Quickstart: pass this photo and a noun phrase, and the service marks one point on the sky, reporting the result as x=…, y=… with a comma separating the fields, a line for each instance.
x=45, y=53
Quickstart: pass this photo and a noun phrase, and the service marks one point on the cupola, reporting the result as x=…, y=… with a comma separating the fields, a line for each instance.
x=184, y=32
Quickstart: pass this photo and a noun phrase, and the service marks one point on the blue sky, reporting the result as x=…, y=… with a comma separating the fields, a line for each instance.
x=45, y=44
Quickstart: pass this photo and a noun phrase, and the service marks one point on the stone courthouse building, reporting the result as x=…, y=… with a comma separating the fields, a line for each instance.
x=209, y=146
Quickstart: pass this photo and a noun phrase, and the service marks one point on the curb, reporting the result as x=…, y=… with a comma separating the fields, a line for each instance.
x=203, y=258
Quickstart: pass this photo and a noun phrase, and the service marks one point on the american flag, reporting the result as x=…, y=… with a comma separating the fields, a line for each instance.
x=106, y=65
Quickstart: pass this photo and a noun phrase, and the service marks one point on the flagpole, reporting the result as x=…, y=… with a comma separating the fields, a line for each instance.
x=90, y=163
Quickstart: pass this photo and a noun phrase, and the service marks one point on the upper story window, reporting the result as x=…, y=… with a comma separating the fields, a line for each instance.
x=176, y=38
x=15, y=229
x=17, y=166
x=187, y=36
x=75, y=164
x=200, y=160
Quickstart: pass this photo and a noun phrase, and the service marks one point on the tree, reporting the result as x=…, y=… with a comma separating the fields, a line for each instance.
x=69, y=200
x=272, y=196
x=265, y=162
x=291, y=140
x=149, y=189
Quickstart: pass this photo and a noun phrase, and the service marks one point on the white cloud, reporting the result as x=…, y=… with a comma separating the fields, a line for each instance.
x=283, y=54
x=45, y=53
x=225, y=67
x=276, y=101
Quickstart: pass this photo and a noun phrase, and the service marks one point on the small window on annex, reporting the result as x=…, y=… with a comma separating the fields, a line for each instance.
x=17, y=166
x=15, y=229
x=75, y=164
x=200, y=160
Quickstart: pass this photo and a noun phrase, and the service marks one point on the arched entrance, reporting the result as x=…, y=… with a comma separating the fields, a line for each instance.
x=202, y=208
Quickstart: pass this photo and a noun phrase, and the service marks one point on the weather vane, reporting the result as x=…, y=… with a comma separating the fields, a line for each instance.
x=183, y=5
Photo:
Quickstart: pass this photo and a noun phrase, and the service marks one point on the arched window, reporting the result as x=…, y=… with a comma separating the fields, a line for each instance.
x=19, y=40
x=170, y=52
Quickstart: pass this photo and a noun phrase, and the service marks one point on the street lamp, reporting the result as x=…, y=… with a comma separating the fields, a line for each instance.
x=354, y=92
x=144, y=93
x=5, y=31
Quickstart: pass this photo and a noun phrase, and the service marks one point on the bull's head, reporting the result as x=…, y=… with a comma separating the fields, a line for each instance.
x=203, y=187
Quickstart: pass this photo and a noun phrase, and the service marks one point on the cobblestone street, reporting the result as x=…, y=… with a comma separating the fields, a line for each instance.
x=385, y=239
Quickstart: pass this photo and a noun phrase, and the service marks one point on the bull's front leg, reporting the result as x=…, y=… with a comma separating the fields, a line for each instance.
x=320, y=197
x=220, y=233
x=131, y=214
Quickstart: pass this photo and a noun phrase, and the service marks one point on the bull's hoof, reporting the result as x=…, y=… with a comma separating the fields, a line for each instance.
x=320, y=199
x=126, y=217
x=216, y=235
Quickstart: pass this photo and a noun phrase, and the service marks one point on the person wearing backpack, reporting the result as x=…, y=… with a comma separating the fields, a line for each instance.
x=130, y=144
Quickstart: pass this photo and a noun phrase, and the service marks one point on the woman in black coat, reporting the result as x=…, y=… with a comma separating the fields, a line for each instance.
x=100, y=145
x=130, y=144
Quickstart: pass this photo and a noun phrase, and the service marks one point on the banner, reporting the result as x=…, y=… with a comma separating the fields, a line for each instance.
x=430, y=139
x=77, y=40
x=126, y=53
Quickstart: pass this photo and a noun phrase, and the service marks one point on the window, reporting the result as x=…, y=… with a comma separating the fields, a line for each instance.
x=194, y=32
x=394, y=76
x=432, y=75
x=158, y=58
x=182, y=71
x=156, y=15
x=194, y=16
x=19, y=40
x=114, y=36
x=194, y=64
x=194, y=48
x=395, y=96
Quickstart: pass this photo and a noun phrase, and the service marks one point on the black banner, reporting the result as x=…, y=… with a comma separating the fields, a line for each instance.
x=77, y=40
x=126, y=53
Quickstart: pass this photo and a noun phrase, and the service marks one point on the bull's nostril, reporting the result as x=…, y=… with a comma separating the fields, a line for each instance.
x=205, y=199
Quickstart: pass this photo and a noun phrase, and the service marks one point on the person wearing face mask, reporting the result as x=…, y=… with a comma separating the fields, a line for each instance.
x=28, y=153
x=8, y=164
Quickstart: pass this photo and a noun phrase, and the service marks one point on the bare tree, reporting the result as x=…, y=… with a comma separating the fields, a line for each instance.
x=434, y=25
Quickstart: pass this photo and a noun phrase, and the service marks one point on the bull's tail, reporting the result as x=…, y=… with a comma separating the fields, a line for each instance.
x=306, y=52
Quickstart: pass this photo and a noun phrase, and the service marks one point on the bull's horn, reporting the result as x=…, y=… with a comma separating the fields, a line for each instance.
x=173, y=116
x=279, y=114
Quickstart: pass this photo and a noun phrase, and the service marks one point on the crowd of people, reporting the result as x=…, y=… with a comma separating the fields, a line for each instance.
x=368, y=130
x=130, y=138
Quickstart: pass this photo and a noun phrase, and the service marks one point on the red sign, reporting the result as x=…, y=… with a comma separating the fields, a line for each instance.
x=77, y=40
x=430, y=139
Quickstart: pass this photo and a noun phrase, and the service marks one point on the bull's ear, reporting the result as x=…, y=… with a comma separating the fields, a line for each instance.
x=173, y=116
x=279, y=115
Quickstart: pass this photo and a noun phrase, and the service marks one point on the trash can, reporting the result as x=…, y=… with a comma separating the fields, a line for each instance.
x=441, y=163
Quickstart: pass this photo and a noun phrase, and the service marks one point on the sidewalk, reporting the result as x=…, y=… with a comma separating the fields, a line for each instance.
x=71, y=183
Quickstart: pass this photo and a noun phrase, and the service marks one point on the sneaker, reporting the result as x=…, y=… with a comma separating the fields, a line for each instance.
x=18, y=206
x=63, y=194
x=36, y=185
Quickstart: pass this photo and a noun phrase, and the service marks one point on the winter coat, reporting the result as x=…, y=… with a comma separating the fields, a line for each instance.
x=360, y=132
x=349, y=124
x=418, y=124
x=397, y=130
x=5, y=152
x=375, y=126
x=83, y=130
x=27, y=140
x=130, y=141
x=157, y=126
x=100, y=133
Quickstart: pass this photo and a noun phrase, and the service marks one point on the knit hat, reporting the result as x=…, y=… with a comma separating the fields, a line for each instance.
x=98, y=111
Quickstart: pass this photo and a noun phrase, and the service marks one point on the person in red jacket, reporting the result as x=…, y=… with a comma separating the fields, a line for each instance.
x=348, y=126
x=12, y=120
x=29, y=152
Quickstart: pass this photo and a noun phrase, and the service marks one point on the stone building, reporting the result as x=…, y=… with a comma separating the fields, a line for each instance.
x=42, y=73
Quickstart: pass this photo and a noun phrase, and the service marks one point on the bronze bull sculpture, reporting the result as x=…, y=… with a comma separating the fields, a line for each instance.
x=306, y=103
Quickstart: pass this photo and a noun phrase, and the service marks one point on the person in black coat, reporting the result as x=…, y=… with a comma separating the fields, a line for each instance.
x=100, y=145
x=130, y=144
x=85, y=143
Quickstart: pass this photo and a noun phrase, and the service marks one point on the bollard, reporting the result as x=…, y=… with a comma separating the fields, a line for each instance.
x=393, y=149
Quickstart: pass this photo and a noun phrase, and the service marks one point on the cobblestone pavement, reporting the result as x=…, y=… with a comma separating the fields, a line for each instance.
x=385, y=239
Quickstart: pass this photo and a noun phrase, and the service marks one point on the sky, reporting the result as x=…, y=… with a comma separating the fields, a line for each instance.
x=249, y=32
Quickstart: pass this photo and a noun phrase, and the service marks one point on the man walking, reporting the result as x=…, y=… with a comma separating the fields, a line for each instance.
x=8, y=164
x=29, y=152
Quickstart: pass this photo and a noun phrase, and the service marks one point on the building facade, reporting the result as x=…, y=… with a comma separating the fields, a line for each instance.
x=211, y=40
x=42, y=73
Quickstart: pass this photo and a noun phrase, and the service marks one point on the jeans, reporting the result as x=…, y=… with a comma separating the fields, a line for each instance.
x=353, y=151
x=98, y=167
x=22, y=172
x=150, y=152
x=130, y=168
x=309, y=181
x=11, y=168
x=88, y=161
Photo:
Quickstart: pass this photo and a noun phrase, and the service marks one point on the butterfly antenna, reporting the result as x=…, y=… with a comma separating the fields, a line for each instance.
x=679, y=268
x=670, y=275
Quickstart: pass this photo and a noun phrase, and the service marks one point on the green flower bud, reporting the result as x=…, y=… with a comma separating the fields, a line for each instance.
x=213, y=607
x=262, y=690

□ □ □ □

Only the lines from the one containing "man walking, reporting" through the end of the entries above belong in the answer; repeat them exactly.

Quickstart: pass this photo and a noun phrase, and the service marks one point on the man walking, reporting the result as x=…, y=… with a comma separating the fields, a line for each instance.
x=8, y=164
x=29, y=152
Quickstart: pass this photo and a noun phrase, and the service marks one point on the building facade, reporting the result as x=…, y=… with a comma separating the fields, a line for each instance.
x=211, y=40
x=42, y=73
Quickstart: pass this photo and a noun phrase, and the service marks one point on the jeans, reporting the result as x=…, y=… with a comma separating the fields, a line for each instance.
x=353, y=151
x=98, y=167
x=22, y=172
x=150, y=152
x=130, y=168
x=309, y=181
x=11, y=168
x=88, y=161
Photo:
Quickstart: pass this photo and a noun phrase, and the service marks one point on the butterfly antenna, reporting the result as x=…, y=… with a comma separating the fields, a line for each instance.
x=679, y=268
x=670, y=275
Quickstart: pass this photo and a noun phrase, and the service marks one point on the green flower bud, reporting the result as x=…, y=… with a comma separating the fields, a line for each instance.
x=213, y=607
x=262, y=690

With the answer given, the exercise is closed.